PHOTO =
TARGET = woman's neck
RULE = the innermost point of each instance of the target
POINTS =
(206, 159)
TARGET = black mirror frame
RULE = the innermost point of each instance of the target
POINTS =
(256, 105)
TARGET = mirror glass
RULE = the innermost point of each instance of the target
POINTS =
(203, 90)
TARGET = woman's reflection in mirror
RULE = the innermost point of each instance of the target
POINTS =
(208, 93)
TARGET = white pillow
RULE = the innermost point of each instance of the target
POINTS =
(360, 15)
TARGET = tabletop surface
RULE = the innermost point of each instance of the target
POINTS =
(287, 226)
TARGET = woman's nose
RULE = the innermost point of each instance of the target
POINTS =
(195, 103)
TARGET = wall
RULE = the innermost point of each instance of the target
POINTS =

# WORK TASK
Transcribe each line above exactly; skip none.

# ANSWER SPACE
PHOTO =
TARGET = woman's neck
RULE = the innermost point of each instance of the target
POINTS =
(206, 159)
TARGET = black mirror frame
RULE = the innermost point of each instance of the target
POINTS =
(256, 105)
TARGET = mirror glass
RULE = the innermost point of each instance of the target
POINTS =
(203, 90)
TARGET = woman's reflection in mirror
RULE = the innermost point of each instance of the target
POINTS =
(208, 93)
TARGET = white pillow
RULE = the innermost point of each instance of the target
POINTS =
(360, 15)
TARGET = tabletop surface
RULE = the innermost point of each instance of the target
POINTS =
(287, 226)
TARGET = woman's nose
RULE = the innermost point of each instance of the target
POINTS =
(195, 103)
TARGET = wall
RULE = the innermost point of each instance of the target
POINTS =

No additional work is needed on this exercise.